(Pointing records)
◇ ◇ ◇
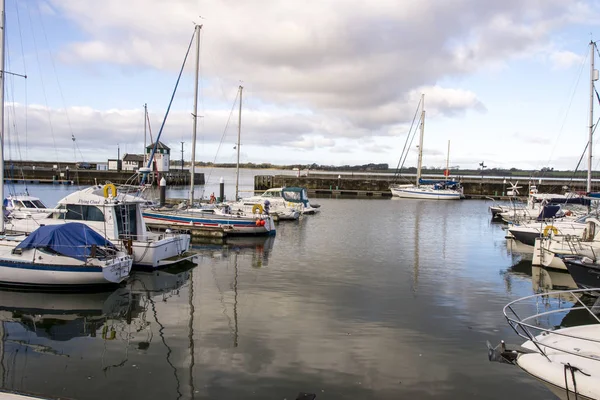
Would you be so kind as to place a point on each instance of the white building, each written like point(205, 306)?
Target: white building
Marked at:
point(132, 162)
point(161, 157)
◇ ◇ ◇
- [Set exercise] In the rows above, substitute "pale building" for every "white building", keep every other word the same, and leave out the pictures.

- [Task answer]
Would you be so kind as to place a point on each instance of the pale building, each written like point(205, 306)?
Target: pale building
Marked at:
point(132, 162)
point(161, 157)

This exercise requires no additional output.